Records drawn from a dataset:
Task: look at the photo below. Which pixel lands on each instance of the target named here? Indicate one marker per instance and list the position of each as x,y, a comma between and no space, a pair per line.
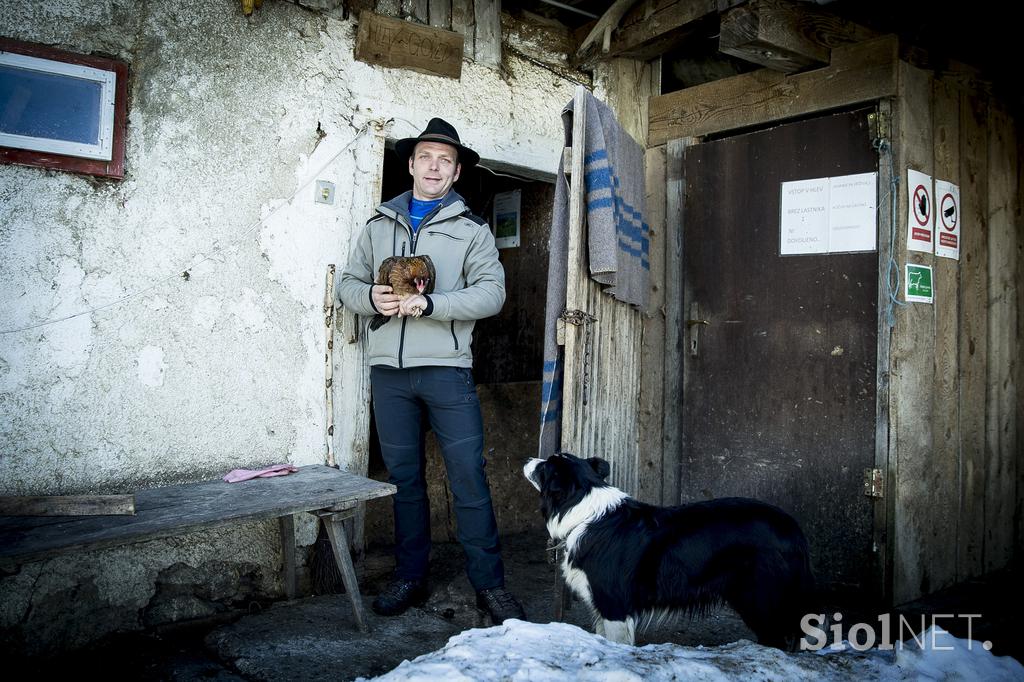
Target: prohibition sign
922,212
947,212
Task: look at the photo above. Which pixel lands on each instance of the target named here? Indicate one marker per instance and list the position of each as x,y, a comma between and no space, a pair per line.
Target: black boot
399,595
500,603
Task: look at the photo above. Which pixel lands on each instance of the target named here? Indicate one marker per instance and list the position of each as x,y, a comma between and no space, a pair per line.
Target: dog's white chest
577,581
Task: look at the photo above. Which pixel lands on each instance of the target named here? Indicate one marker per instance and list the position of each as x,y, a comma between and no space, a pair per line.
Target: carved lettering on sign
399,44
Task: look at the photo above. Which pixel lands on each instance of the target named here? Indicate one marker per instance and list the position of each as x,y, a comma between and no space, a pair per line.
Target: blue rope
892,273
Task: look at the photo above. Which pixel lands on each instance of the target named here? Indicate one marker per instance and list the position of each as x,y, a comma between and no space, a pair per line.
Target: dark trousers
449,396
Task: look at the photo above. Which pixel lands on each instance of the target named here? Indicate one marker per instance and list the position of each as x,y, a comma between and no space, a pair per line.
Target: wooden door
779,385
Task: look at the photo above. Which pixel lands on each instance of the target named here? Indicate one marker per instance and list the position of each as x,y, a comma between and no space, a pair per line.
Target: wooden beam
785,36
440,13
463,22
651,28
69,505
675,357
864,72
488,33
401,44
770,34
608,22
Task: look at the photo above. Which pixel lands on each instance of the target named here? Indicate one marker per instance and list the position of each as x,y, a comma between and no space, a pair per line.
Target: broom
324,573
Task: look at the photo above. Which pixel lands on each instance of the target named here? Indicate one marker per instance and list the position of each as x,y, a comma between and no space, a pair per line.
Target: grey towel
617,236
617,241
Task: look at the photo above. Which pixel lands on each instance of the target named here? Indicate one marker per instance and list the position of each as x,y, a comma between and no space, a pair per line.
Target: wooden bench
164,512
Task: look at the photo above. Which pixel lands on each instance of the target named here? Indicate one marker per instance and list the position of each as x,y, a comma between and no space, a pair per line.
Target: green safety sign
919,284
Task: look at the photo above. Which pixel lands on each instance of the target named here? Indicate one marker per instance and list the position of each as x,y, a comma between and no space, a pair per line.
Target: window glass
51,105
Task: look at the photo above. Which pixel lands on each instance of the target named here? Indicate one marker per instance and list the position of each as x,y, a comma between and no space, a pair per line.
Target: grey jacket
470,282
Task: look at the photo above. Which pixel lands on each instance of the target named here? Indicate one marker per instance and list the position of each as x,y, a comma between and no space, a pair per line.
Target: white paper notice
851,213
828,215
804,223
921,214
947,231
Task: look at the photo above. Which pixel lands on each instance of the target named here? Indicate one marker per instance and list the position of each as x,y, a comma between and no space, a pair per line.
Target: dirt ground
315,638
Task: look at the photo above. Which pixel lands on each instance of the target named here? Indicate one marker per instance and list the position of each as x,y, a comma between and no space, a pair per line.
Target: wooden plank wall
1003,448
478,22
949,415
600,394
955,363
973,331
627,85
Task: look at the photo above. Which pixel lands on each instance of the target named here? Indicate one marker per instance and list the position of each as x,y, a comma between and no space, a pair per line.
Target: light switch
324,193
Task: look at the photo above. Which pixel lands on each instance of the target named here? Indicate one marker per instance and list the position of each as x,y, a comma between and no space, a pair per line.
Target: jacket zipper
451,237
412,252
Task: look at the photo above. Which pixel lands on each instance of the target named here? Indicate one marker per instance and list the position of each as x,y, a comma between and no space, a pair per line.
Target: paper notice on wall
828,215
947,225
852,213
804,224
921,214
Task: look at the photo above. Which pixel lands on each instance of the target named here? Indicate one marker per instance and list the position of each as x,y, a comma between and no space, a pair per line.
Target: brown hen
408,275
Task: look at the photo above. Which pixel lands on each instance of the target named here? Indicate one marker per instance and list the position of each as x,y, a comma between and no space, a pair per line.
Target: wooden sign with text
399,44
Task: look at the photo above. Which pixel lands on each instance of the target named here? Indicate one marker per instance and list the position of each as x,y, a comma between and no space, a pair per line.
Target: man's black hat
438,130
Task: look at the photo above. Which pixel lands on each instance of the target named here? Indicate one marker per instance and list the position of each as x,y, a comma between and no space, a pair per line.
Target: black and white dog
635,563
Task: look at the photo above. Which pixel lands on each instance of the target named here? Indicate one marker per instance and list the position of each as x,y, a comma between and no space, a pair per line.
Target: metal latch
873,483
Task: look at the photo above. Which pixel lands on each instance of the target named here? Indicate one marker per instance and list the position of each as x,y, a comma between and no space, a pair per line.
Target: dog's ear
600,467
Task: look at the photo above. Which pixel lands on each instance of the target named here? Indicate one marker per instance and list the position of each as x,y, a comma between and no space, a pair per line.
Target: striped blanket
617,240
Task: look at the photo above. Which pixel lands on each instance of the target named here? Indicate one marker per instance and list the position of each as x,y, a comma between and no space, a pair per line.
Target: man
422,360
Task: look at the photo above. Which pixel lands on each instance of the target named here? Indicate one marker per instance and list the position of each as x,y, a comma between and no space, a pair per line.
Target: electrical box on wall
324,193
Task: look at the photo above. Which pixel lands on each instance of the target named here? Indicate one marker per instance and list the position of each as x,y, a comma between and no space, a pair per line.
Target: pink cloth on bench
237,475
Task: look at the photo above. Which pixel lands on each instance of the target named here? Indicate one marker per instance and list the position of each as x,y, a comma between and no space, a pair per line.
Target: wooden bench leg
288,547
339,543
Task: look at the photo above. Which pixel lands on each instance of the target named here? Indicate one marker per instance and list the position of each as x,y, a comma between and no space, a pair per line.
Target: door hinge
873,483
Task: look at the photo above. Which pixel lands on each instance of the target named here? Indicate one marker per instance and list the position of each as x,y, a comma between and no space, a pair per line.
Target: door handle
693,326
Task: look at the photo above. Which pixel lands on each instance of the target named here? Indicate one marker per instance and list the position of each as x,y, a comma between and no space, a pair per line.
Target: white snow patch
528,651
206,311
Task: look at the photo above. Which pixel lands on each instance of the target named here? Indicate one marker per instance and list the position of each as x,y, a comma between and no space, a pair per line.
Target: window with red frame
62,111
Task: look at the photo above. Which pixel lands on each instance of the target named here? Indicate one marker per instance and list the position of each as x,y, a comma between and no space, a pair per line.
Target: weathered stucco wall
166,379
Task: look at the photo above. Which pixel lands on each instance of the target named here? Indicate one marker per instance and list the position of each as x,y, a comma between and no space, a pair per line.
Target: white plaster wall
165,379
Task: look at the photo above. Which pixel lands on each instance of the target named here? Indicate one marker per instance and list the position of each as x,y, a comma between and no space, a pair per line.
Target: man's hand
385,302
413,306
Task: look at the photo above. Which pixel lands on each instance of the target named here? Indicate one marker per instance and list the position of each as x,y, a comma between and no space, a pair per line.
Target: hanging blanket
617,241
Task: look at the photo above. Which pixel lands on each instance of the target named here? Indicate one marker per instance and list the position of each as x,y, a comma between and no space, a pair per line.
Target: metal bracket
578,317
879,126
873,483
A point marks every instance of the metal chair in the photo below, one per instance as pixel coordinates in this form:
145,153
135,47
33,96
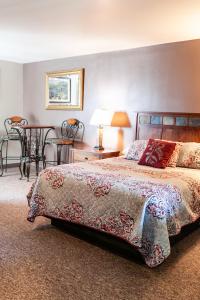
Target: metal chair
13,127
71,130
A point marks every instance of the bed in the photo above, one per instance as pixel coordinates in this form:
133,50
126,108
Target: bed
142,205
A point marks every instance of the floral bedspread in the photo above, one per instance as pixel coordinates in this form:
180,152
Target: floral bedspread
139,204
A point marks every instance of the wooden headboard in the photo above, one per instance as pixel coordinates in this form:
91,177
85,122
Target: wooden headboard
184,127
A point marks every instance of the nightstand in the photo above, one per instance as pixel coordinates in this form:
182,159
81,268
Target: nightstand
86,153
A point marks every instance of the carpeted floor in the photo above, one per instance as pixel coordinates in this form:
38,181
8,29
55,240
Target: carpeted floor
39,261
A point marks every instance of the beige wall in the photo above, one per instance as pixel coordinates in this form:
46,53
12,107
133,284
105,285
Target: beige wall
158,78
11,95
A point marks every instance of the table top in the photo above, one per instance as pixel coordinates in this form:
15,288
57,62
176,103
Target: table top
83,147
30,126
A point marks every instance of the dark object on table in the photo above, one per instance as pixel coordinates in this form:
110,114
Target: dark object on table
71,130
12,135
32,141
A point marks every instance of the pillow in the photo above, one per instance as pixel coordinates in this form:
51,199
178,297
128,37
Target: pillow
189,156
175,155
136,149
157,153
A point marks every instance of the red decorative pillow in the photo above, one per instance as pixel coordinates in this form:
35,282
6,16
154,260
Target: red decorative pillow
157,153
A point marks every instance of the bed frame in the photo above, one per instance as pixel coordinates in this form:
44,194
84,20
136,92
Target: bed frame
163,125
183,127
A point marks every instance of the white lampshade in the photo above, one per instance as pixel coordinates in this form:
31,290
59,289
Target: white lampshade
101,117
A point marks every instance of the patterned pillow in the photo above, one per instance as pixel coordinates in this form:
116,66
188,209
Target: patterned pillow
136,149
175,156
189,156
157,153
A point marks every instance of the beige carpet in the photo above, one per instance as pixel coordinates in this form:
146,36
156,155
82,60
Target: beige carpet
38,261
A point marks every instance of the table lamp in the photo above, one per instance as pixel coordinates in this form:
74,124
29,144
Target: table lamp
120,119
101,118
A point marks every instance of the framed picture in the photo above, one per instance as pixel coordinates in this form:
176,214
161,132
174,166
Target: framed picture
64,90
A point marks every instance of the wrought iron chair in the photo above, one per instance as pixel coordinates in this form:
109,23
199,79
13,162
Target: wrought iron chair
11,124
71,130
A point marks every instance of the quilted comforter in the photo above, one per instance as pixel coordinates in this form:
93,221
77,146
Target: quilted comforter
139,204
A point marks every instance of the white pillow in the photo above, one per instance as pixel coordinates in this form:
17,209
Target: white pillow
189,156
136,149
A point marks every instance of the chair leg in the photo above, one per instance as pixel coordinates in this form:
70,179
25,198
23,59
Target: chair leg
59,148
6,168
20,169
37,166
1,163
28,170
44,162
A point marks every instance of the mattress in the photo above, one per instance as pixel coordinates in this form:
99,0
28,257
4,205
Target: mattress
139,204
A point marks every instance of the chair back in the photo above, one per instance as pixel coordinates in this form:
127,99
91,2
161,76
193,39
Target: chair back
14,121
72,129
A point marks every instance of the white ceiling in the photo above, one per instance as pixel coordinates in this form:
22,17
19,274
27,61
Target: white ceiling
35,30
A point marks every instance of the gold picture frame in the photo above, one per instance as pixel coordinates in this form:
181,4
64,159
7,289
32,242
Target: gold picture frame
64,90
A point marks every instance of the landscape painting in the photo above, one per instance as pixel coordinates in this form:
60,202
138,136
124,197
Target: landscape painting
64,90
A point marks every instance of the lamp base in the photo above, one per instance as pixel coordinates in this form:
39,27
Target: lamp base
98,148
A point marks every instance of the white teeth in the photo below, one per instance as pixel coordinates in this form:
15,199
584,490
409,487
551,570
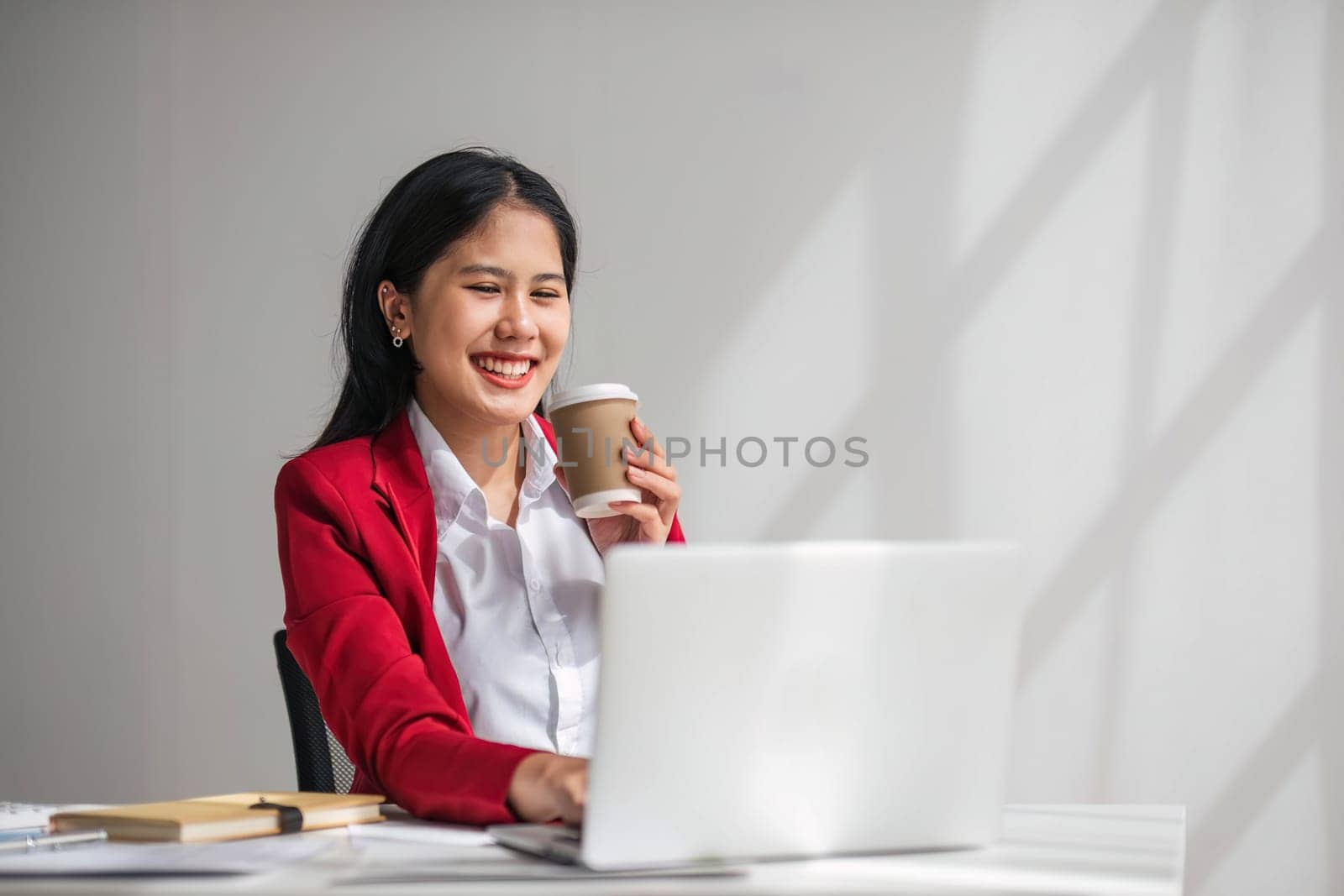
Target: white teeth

• [The problem]:
The number of lines containing "teeth" is all that is wanted; tally them in the data.

• [Response to the task]:
2